[Coordinate annotation records]

# # # # #

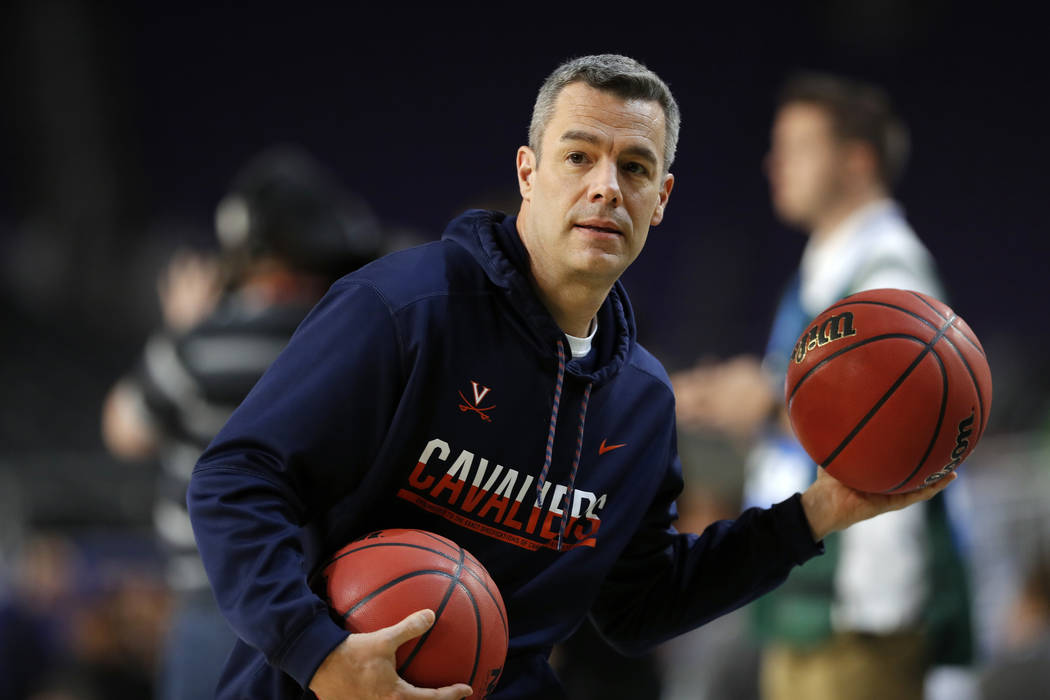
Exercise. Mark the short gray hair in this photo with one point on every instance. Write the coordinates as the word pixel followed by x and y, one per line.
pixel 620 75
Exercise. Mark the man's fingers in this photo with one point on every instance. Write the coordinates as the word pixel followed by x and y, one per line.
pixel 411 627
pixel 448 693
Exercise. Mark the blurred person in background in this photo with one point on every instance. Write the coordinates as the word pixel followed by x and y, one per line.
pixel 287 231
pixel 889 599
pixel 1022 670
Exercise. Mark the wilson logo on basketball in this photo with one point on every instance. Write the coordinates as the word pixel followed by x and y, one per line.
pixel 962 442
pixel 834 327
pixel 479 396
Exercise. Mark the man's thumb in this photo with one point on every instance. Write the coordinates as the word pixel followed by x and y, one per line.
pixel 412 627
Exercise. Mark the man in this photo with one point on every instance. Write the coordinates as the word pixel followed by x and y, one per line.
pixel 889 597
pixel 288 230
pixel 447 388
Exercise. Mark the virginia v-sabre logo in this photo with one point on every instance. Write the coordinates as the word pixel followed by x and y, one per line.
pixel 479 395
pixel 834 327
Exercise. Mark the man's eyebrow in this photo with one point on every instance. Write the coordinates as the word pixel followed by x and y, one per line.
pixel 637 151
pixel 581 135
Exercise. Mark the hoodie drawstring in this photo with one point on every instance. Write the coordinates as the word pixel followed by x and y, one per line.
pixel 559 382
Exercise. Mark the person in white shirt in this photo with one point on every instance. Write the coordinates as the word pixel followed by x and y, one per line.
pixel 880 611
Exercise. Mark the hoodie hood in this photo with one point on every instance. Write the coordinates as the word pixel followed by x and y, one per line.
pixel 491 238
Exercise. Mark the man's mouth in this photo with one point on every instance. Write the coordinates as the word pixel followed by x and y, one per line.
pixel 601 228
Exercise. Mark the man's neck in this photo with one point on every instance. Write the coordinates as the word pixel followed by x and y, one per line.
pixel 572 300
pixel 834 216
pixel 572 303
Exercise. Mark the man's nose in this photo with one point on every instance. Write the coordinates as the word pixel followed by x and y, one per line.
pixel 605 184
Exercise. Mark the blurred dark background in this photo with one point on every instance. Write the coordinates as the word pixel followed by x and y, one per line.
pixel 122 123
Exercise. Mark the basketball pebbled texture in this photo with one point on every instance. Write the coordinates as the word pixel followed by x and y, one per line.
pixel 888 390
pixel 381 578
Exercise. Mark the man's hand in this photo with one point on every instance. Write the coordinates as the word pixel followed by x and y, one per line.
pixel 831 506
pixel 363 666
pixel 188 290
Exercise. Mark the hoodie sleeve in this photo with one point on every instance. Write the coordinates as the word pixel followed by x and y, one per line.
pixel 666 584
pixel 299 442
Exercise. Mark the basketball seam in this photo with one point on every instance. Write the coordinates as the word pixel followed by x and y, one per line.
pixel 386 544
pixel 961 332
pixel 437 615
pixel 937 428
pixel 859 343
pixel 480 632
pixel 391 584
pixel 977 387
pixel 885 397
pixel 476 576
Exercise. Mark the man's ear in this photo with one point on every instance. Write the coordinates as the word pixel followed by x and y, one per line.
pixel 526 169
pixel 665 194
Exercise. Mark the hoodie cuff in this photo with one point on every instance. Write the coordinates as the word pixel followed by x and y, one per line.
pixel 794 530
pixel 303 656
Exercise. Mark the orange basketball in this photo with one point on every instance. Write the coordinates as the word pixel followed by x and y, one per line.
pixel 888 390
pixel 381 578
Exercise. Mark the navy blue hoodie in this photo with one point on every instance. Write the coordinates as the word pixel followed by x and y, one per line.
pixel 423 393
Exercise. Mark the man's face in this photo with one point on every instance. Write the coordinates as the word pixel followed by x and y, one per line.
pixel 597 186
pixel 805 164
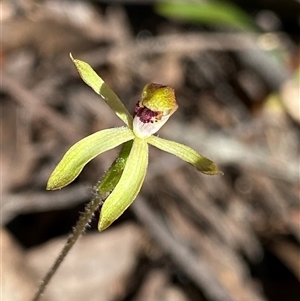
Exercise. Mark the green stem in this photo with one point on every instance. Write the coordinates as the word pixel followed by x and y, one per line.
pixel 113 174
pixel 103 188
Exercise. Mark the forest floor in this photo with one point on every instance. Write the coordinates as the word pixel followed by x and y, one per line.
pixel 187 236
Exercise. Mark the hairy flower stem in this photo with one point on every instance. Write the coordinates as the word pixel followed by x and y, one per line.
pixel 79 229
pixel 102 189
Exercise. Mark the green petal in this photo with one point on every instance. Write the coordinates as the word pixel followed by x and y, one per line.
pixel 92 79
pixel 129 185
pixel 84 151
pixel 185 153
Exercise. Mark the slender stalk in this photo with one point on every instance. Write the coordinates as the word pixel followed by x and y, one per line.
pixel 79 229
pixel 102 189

# # # # #

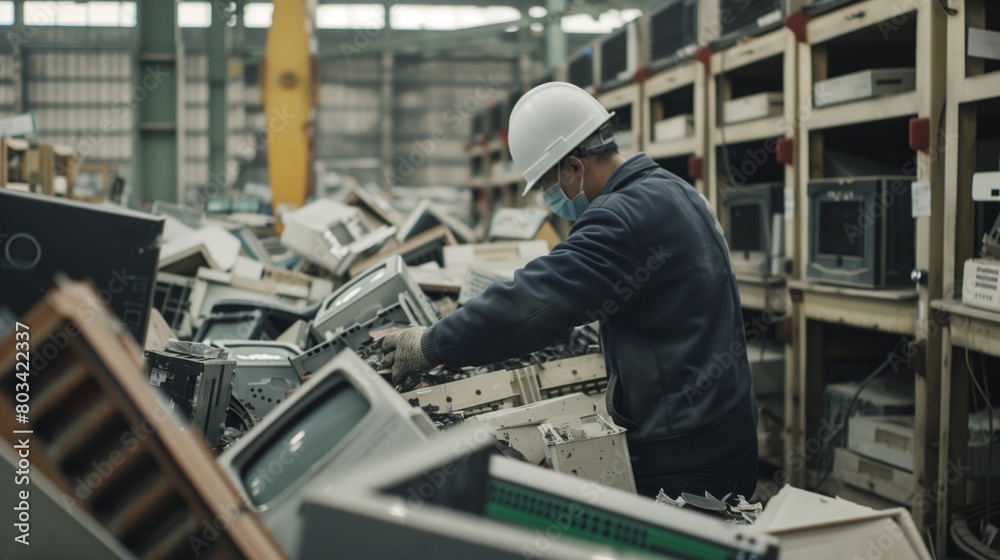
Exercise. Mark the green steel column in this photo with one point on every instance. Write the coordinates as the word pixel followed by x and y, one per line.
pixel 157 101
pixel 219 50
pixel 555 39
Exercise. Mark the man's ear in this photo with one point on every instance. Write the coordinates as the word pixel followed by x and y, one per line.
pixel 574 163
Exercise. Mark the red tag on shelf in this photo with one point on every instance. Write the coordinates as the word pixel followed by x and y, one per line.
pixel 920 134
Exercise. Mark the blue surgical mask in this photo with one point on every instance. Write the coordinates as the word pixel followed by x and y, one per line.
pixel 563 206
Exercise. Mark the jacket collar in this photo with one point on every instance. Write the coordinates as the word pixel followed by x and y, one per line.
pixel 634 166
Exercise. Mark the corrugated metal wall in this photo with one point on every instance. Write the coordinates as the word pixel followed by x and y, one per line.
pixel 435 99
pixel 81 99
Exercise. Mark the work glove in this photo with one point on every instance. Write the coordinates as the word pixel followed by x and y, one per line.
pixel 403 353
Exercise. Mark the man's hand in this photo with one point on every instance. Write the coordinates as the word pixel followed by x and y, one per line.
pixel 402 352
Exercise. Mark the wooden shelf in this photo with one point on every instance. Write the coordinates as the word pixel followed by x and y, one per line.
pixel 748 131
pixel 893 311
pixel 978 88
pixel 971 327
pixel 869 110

# # # # #

**WRITTEN PROBLEM**
Can you edit the lines from the line with "Exercise. Mark the work" to the line with "pixel 869 110" so that "wooden shelf" becomes "metal shelf", leaving everything else unchanged, and return only those lines?

**ANSWER TO THE PROBLEM**
Exercise. Mark the work glove in this photo with one point on every instance. Write the coordinates as the word pixel followed by x and y, one per line.
pixel 403 353
Exercise. Mark the man's hand in this photo with one point on every instance. Write the coordinates as the word pixel followed by x and y, one per line.
pixel 402 352
Exercise. Mark the metal shelf in this photo with one point on every instance. Write the coordinates as the word pixel followed by x and y, one per line.
pixel 748 131
pixel 893 311
pixel 978 88
pixel 971 327
pixel 869 110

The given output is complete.